Data listing

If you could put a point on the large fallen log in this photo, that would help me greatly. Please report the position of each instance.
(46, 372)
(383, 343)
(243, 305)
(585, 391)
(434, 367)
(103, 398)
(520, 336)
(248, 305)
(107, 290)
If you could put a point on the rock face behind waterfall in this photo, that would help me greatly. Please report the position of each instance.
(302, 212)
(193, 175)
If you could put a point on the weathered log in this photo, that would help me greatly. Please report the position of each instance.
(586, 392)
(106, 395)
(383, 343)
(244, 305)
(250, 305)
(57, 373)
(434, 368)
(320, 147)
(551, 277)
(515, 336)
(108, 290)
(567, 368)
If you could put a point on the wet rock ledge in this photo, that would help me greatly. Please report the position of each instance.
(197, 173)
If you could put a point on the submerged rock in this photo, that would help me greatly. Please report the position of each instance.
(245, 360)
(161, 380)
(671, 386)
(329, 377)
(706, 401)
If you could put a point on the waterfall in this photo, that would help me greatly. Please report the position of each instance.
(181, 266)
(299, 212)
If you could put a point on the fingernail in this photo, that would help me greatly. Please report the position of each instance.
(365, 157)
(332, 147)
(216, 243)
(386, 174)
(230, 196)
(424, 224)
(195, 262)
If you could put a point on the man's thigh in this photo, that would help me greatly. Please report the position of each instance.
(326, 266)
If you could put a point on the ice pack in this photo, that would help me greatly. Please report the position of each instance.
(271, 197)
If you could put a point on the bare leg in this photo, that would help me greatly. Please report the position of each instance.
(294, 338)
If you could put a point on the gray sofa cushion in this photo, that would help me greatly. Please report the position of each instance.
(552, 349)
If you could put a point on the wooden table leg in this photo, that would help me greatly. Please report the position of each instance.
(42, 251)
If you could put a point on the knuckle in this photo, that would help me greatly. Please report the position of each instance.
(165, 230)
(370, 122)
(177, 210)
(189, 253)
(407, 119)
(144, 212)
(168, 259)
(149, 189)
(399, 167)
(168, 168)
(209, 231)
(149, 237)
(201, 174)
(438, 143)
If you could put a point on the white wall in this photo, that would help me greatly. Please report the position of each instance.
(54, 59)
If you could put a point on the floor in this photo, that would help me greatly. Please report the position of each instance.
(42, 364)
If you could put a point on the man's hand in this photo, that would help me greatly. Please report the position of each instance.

Problem
Extract the listing in its entirety and repeat it exactly.

Answer to this problem
If you could put a point on the large fallen log in this photo, that would help me greatly. Please report the position of each instance.
(46, 372)
(383, 343)
(243, 305)
(585, 391)
(434, 367)
(103, 398)
(520, 336)
(248, 305)
(107, 290)
If you could put a point on the rock face behind waterfall in this photo, that would help me greatly. Please report the position of each instance.
(302, 212)
(193, 175)
If you could put a point on the weathered log in this photo, that would help me greatly. Please report the position of each instance.
(586, 392)
(106, 395)
(383, 343)
(244, 305)
(250, 305)
(57, 373)
(434, 368)
(320, 147)
(551, 277)
(515, 336)
(108, 290)
(567, 368)
If you could put a point on the wet rock ledge in this photo, that would help me greatly. Please report the position of each instance.
(197, 173)
If you could put a point on the submerged rock in this photo, that would help me greatly. Please report the position of each instance.
(245, 360)
(161, 380)
(671, 386)
(329, 377)
(706, 401)
If you could put a point on the waterfall in this photo, that would help me greatly. Please report the position of each instance.
(181, 266)
(299, 212)
If you could put a point on the fingernail in this photo, that would help me greatly. Please report the position of each instance.
(365, 157)
(332, 147)
(216, 243)
(386, 174)
(230, 196)
(424, 224)
(195, 262)
If you could put a point on the man's thigh in this photo, that would help me greatly. Please report the position of each instance.
(326, 266)
If you could put a point on the ice pack in this photo, that would help me greatly. Please report the position of each instance.
(271, 197)
If you could put a point on the bare leg in this photo, that would help me greatly. Please report the position of each instance.
(294, 338)
If you could put a point on the gray sofa cushion in this photo, that would help me greatly. Please report the position of each instance.
(552, 349)
If you could put a point on the wooden table leg in this photo, that would help me greatly. Please report the position of each instance.
(42, 251)
If you could put a point on the knuckle in this photo, that would help me greatly. Please report the position of each instance.
(165, 230)
(370, 122)
(177, 210)
(189, 253)
(407, 119)
(144, 212)
(168, 259)
(149, 189)
(399, 167)
(168, 168)
(209, 231)
(149, 237)
(201, 174)
(438, 143)
If you could put a point on the white wall in this photo, that would help me greatly. Please report the position of each instance.
(54, 59)
If you could put a point on the floor in this photo, that would help me greatly. Please report the position of each instance.
(42, 364)
If you could put a point on the man's hand in this photo, that would help me greatly. Please report the position of each instance.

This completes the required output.